• _What you need to do_
In the listing, locate the line containing "Where can the blurred gray", then quote it and all following lines exactly. Omit pictures.

[Excerpts of pointing data]
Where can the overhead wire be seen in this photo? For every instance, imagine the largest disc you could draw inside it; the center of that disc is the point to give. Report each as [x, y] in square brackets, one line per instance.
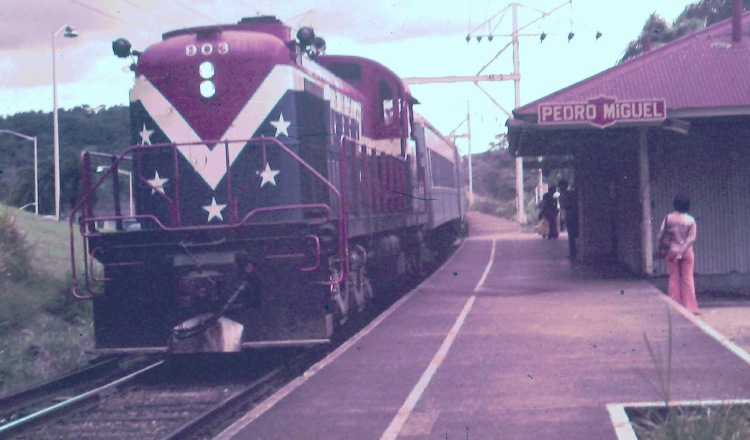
[196, 12]
[156, 16]
[113, 17]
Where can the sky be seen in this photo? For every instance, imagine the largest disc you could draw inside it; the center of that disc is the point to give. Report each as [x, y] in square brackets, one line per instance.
[414, 38]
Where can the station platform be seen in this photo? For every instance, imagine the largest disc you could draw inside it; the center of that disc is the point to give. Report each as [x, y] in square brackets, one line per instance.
[508, 340]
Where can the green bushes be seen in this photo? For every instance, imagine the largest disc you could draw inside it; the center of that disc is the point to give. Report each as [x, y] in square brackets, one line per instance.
[14, 250]
[44, 332]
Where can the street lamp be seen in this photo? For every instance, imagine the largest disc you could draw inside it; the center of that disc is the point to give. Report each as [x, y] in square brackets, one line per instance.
[103, 168]
[36, 166]
[69, 33]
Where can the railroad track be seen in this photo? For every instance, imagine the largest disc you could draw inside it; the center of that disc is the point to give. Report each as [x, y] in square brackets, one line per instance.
[20, 404]
[183, 397]
[180, 397]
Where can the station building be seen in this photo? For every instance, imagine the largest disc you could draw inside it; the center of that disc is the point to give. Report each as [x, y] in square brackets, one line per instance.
[675, 119]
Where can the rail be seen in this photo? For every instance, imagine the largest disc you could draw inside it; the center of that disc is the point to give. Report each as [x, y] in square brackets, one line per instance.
[82, 215]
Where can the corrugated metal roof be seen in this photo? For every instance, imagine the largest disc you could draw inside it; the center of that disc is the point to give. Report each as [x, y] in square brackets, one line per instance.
[704, 70]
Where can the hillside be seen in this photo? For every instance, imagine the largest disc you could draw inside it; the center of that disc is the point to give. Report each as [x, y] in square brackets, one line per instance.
[97, 129]
[43, 330]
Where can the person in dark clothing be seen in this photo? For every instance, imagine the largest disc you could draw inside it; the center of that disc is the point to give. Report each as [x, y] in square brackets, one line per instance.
[549, 211]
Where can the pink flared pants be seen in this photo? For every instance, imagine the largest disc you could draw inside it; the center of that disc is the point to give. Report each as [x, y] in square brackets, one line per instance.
[681, 282]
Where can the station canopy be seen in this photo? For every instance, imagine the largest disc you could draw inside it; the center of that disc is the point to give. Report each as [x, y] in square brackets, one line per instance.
[705, 74]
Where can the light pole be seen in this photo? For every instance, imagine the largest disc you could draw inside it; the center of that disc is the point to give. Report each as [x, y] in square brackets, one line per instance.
[36, 166]
[69, 33]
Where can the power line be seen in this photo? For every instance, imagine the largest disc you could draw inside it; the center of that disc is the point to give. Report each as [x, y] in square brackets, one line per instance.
[195, 11]
[113, 17]
[158, 17]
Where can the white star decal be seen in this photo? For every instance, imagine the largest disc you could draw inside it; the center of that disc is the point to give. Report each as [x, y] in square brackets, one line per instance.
[214, 210]
[146, 135]
[268, 176]
[157, 183]
[281, 126]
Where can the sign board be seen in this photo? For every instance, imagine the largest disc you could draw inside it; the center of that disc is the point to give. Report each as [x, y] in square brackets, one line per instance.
[603, 111]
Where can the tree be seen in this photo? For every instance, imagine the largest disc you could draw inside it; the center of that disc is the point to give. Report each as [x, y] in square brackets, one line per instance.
[696, 16]
[101, 129]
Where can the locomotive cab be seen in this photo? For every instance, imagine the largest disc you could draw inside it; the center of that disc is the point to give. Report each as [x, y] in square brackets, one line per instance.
[270, 185]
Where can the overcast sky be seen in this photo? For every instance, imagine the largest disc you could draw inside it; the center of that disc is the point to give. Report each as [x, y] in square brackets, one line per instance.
[413, 37]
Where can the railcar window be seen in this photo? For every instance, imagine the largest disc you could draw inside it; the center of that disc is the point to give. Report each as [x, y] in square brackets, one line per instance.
[386, 95]
[442, 171]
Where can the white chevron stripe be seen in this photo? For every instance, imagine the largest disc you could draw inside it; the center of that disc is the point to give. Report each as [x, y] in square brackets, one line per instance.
[211, 164]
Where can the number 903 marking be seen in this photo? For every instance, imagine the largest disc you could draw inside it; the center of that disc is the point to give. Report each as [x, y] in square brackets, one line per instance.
[206, 49]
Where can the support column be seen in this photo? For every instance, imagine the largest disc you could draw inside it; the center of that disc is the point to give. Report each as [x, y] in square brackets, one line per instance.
[645, 196]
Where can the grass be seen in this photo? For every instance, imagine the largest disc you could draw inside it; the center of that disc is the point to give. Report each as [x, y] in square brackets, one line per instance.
[43, 331]
[728, 422]
[689, 422]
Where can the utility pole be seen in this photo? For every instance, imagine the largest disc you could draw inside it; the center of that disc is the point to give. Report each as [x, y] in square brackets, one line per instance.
[515, 77]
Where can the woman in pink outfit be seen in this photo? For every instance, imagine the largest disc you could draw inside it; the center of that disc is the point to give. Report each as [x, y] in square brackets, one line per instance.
[681, 258]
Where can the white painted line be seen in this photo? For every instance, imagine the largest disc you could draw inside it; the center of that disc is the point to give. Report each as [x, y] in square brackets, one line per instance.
[397, 424]
[619, 417]
[621, 422]
[287, 389]
[707, 329]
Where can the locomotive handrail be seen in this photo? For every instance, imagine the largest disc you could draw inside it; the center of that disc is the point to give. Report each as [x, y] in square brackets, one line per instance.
[87, 221]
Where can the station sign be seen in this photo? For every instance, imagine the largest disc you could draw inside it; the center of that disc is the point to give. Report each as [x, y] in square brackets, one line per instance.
[603, 111]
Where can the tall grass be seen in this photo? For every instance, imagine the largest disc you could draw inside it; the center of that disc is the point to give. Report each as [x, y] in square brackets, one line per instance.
[14, 250]
[673, 422]
[43, 331]
[730, 422]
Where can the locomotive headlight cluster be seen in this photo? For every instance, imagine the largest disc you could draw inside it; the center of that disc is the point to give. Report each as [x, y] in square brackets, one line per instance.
[207, 71]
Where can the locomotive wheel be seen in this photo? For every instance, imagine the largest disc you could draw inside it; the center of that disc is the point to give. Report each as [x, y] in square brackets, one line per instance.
[361, 292]
[341, 300]
[357, 297]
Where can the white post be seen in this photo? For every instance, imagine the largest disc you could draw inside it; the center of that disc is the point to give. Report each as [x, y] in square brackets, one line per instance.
[69, 33]
[645, 196]
[55, 134]
[130, 184]
[36, 178]
[520, 205]
[471, 170]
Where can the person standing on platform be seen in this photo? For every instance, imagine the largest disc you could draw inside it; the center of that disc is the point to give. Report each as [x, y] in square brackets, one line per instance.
[681, 257]
[569, 207]
[550, 211]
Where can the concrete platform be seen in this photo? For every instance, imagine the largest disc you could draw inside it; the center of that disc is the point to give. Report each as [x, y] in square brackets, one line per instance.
[507, 341]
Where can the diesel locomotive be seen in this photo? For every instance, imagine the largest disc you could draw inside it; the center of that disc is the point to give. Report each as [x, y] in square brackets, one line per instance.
[274, 191]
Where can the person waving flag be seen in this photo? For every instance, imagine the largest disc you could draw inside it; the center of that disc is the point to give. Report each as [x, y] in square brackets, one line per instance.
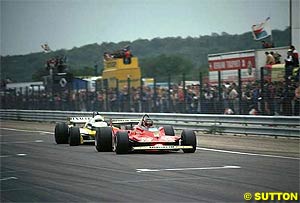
[46, 48]
[261, 30]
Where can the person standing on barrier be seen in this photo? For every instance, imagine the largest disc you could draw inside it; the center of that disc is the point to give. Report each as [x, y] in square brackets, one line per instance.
[297, 101]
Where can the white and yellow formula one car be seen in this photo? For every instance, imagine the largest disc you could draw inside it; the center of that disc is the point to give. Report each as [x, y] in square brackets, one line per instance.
[70, 133]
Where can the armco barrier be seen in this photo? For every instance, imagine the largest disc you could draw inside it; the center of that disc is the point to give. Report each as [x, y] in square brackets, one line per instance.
[286, 126]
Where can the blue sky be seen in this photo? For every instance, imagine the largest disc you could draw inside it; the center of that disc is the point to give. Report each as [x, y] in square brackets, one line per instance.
[64, 24]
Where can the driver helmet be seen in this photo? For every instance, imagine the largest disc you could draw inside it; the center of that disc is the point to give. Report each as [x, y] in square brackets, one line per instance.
[148, 122]
[98, 118]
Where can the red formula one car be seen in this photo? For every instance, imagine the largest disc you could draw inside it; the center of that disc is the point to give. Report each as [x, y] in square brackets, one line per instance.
[144, 137]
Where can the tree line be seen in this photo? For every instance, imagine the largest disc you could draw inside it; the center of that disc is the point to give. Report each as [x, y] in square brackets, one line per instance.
[158, 56]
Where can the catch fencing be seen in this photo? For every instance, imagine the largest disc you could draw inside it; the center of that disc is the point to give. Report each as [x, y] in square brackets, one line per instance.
[281, 126]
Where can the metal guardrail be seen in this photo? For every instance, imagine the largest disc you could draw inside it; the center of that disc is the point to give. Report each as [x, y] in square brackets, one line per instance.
[285, 126]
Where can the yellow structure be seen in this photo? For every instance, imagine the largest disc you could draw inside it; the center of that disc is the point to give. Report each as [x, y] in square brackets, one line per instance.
[116, 70]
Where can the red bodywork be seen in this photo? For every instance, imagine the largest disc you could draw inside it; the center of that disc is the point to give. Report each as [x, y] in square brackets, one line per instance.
[153, 136]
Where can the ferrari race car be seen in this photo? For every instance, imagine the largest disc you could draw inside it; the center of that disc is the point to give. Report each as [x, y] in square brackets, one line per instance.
[144, 137]
[74, 135]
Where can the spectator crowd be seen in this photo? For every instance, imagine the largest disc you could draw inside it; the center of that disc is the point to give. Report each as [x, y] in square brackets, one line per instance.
[275, 98]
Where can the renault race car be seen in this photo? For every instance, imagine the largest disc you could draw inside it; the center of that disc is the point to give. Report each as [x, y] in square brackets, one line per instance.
[144, 137]
[70, 133]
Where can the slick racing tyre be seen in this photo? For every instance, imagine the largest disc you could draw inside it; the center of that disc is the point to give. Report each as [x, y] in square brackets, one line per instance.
[61, 133]
[188, 138]
[169, 130]
[122, 143]
[103, 139]
[74, 136]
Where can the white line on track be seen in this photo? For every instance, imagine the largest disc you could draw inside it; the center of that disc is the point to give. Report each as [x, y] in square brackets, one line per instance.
[8, 178]
[246, 153]
[29, 131]
[22, 142]
[5, 156]
[187, 169]
[201, 148]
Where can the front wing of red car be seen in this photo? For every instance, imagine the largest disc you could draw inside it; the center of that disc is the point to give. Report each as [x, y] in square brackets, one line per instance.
[161, 147]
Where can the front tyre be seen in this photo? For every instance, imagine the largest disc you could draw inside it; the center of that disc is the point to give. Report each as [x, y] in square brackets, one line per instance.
[122, 143]
[103, 139]
[61, 133]
[74, 136]
[169, 130]
[188, 138]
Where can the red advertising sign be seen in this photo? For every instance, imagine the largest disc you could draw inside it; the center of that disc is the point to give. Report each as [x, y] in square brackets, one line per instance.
[231, 63]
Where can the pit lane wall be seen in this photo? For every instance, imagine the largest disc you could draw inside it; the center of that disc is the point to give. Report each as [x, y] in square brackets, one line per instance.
[282, 126]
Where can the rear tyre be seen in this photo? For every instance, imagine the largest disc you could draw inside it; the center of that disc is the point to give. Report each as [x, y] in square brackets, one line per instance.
[122, 143]
[103, 139]
[169, 130]
[61, 133]
[188, 138]
[74, 136]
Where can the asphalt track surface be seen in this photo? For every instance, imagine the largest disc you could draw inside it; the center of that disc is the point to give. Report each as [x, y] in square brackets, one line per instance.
[35, 169]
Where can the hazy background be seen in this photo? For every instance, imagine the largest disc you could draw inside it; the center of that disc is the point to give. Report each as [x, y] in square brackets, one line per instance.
[26, 24]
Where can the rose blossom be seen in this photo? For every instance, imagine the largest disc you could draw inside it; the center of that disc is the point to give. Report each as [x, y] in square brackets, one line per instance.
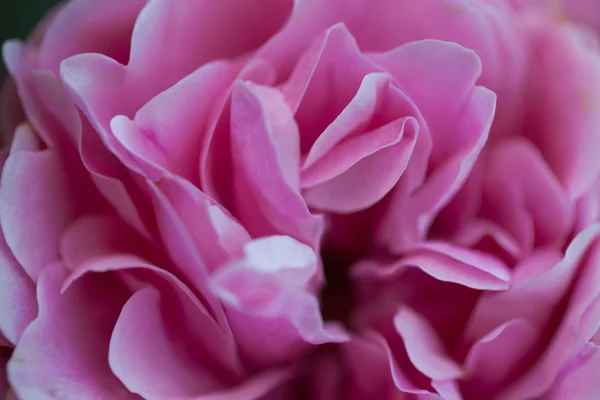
[320, 199]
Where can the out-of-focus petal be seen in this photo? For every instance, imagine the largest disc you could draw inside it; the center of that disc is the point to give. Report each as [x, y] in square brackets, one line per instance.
[62, 353]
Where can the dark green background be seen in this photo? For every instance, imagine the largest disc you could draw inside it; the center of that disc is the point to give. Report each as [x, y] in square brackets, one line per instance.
[19, 17]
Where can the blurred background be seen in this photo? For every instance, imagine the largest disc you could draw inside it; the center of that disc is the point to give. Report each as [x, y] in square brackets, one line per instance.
[18, 17]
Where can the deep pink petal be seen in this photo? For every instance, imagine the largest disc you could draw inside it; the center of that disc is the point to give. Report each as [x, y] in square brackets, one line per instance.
[270, 202]
[522, 195]
[425, 350]
[323, 83]
[564, 96]
[447, 263]
[217, 237]
[18, 304]
[269, 290]
[496, 355]
[439, 78]
[343, 155]
[83, 26]
[147, 360]
[579, 377]
[63, 352]
[33, 182]
[166, 132]
[92, 244]
[181, 247]
[561, 305]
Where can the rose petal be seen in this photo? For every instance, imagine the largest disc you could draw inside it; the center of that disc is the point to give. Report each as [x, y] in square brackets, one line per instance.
[579, 377]
[329, 181]
[495, 356]
[18, 305]
[217, 236]
[165, 132]
[570, 287]
[89, 27]
[269, 291]
[522, 195]
[425, 350]
[271, 204]
[62, 354]
[142, 350]
[93, 244]
[447, 263]
[33, 182]
[567, 104]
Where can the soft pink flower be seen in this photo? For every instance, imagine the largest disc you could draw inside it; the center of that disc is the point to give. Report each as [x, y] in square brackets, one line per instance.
[314, 198]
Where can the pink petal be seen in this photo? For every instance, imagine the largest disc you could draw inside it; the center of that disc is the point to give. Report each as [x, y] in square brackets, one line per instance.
[165, 131]
[411, 216]
[439, 78]
[272, 310]
[536, 264]
[89, 27]
[323, 83]
[424, 348]
[447, 263]
[184, 32]
[271, 204]
[564, 96]
[216, 161]
[254, 388]
[579, 377]
[114, 182]
[181, 248]
[215, 234]
[18, 305]
[147, 360]
[522, 195]
[103, 88]
[63, 352]
[447, 179]
[342, 156]
[496, 355]
[57, 121]
[34, 182]
[93, 244]
[572, 284]
[386, 153]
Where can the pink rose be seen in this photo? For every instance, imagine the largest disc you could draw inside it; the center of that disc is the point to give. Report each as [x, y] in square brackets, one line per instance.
[302, 199]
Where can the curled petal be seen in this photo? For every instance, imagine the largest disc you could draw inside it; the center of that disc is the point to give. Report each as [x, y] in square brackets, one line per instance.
[62, 353]
[270, 290]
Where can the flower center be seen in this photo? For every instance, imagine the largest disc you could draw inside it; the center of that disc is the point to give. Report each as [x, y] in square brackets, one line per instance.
[336, 297]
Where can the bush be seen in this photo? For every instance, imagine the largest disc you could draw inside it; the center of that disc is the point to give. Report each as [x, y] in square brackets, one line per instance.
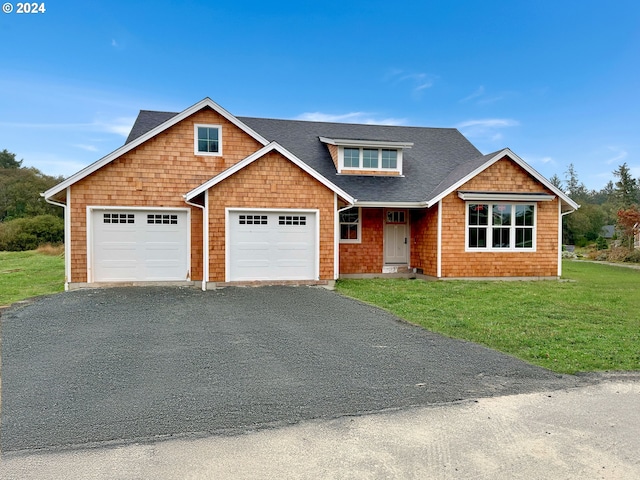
[29, 233]
[633, 256]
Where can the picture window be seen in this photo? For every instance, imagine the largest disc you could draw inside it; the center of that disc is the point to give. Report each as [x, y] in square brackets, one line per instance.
[252, 220]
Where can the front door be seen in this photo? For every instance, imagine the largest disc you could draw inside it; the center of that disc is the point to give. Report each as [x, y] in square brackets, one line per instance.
[396, 233]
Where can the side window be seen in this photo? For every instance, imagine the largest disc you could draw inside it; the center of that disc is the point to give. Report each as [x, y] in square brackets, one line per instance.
[500, 226]
[350, 226]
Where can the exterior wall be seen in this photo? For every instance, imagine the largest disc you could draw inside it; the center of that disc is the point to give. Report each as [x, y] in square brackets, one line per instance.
[424, 240]
[367, 256]
[503, 176]
[270, 182]
[156, 174]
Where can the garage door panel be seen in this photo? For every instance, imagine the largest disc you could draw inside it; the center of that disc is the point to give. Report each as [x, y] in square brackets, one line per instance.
[282, 246]
[141, 249]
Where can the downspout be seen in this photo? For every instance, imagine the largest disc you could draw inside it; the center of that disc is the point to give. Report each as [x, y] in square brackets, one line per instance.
[439, 241]
[336, 229]
[67, 238]
[205, 238]
[560, 236]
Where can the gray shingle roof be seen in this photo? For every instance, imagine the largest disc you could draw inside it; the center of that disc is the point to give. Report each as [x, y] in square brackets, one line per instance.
[147, 120]
[439, 156]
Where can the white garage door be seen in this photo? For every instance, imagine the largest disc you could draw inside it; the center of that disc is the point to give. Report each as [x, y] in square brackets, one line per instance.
[266, 245]
[139, 245]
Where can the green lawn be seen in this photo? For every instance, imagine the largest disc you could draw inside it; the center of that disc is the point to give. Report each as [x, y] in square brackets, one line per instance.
[588, 321]
[28, 274]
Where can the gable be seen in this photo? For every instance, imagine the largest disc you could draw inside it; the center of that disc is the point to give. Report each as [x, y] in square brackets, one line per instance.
[205, 105]
[276, 175]
[505, 176]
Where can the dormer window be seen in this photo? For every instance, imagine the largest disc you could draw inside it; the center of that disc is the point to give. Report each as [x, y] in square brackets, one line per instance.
[367, 157]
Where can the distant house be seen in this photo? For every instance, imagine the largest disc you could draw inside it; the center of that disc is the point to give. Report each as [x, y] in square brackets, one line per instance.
[205, 196]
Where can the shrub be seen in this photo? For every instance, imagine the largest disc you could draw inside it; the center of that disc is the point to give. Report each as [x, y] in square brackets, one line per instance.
[633, 256]
[601, 243]
[29, 233]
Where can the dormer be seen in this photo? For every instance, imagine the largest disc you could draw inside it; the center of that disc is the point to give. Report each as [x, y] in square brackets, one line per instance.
[366, 157]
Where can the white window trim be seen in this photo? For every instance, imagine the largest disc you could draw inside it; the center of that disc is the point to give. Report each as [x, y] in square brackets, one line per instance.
[227, 235]
[351, 240]
[379, 168]
[195, 140]
[512, 229]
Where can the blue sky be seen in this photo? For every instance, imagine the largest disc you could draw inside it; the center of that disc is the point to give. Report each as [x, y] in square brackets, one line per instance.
[558, 82]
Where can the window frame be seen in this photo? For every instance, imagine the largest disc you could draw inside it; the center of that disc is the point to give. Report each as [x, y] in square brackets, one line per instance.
[513, 227]
[378, 168]
[196, 150]
[358, 224]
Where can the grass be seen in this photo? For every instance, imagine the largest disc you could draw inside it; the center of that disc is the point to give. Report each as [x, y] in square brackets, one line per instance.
[588, 322]
[29, 274]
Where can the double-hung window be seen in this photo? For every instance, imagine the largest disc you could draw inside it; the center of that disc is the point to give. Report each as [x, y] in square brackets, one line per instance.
[501, 226]
[208, 140]
[350, 225]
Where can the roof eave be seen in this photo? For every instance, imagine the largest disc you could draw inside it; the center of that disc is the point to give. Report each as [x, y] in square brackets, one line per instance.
[273, 146]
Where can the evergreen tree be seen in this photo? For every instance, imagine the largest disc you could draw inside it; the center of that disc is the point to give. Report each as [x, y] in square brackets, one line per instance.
[626, 188]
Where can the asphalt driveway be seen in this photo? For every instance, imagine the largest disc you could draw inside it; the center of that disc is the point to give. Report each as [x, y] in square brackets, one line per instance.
[138, 364]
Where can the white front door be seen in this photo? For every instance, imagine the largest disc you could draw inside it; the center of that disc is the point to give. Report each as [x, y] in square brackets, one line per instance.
[396, 237]
[139, 245]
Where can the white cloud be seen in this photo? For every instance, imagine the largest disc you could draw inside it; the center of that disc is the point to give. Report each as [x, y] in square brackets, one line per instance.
[120, 126]
[488, 129]
[419, 81]
[489, 123]
[480, 98]
[352, 117]
[88, 148]
[478, 93]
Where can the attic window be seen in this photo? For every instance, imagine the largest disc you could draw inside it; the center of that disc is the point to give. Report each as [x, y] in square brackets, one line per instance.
[382, 157]
[372, 159]
[208, 140]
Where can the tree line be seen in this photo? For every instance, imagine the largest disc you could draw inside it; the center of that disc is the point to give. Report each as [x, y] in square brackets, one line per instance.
[26, 220]
[616, 204]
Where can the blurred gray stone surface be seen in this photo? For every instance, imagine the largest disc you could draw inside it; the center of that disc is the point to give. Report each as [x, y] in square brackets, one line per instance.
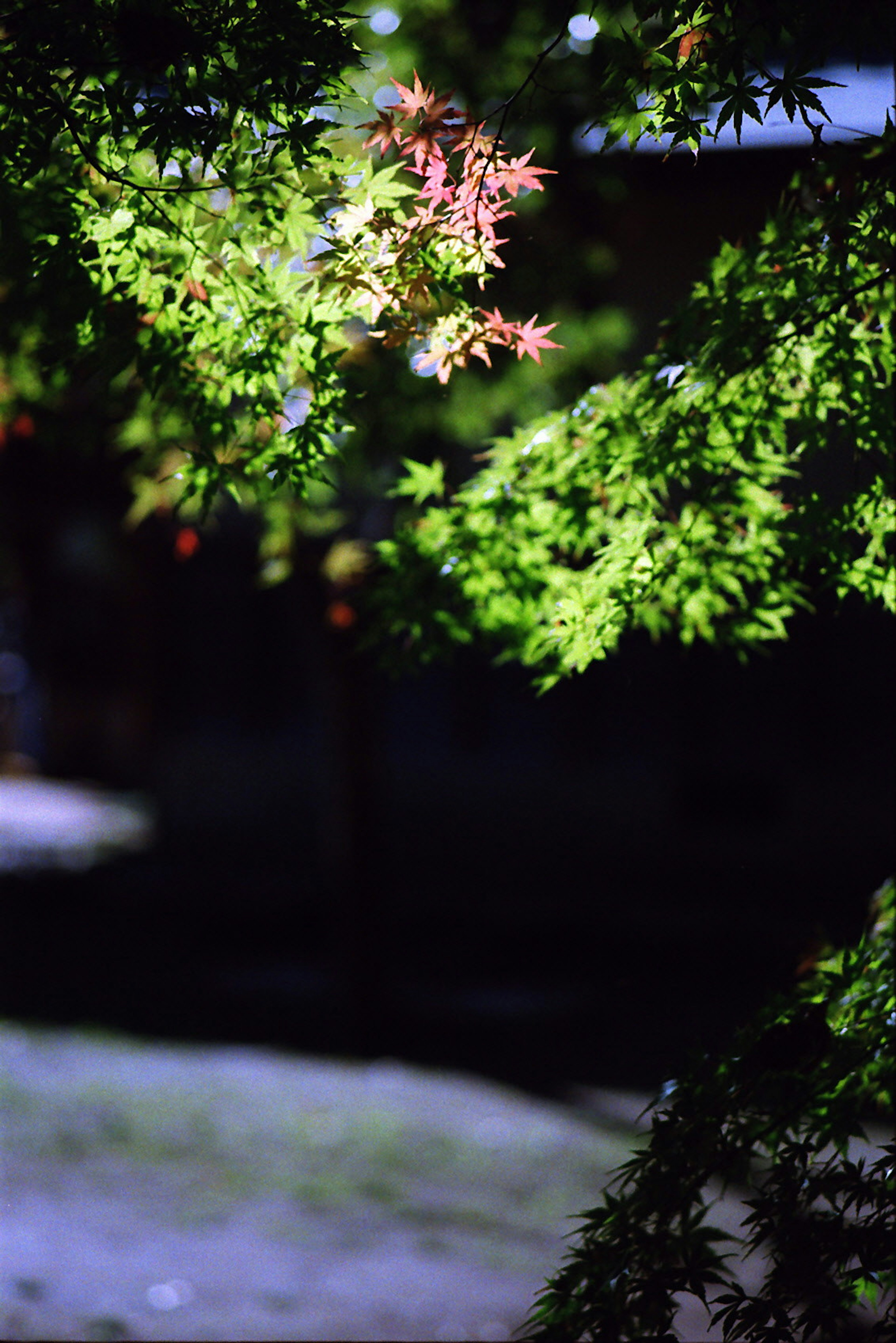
[158, 1192]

• _Problem solution_
Where can the blurred gray stone surface be seen in this photo? For every instance, imagine the largest disc you could draw inside it; the center of that disc is the point to give. Report each as [x, y] in square brackets, one line per instance.
[158, 1192]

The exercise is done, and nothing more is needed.